**DIRECTIVE**. Reproduce verbatim the lines between the one holding "Task: If you could identify the butterfly wing" and the one holding "point(171, 205)", inclusive, and omit any pictures.

**DATA**.
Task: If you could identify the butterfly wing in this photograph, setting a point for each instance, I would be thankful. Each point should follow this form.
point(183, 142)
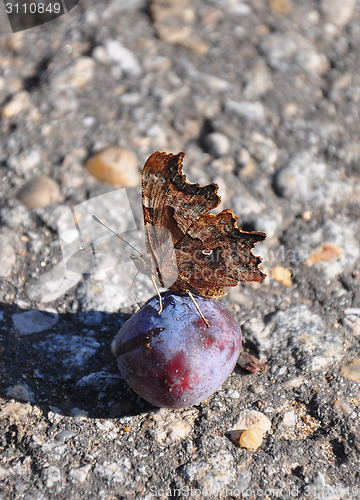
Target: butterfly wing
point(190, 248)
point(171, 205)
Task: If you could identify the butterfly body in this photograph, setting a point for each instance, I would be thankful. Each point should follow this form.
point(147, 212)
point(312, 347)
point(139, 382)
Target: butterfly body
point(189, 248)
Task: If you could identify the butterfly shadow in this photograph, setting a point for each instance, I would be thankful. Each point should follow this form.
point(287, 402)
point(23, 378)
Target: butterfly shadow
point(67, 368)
==
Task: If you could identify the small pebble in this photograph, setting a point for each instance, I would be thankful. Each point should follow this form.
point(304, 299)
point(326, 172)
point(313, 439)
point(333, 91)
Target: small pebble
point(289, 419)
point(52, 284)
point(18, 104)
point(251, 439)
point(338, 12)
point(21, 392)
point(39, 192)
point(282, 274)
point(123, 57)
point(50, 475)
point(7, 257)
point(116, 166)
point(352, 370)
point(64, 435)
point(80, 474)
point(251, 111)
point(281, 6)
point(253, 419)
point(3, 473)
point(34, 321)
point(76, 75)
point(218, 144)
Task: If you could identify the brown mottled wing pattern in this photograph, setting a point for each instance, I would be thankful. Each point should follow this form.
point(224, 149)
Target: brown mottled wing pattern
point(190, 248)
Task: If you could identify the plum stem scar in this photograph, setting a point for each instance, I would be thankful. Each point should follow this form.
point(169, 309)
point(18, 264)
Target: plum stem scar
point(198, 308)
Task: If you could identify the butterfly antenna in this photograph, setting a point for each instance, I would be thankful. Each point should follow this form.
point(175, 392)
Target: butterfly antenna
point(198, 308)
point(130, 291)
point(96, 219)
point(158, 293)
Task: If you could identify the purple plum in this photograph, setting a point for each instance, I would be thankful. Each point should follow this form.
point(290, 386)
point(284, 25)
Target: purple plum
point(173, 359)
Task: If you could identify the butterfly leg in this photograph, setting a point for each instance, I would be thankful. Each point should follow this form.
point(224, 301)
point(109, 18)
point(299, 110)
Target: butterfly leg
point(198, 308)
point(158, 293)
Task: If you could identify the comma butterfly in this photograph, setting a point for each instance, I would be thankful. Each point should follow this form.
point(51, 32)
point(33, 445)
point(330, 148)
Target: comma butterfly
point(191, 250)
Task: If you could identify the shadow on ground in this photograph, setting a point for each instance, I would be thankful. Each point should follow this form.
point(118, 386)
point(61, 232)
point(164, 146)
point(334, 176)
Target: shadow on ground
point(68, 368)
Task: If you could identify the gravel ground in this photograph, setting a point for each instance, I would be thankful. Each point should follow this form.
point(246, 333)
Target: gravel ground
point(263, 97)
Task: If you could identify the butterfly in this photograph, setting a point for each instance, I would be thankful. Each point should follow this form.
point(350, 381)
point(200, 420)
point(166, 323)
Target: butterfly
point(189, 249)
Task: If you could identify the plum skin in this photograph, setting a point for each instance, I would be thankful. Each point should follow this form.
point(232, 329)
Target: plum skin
==
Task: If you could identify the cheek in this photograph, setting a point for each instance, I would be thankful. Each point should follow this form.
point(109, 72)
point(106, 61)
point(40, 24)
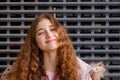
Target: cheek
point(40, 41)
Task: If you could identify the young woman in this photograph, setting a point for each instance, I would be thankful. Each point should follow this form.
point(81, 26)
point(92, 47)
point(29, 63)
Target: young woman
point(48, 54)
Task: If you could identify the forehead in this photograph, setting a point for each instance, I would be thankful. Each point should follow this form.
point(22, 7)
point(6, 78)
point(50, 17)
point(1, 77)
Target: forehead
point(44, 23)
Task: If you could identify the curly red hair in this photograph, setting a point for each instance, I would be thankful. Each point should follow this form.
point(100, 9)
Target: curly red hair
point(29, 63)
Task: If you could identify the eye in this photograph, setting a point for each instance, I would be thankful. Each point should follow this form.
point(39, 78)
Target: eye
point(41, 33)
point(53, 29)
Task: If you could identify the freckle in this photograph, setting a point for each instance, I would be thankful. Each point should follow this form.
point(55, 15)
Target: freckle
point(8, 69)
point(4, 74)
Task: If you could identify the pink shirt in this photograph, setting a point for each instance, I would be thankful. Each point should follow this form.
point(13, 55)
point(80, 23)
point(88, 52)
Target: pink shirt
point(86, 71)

**TASK RESULT**.
Task: If you could identify the butterfly wing in this photograph, setting a point for each instance, I would be thankful. Each point should follow this form.
point(183, 142)
Target: butterfly wing
point(190, 248)
point(171, 205)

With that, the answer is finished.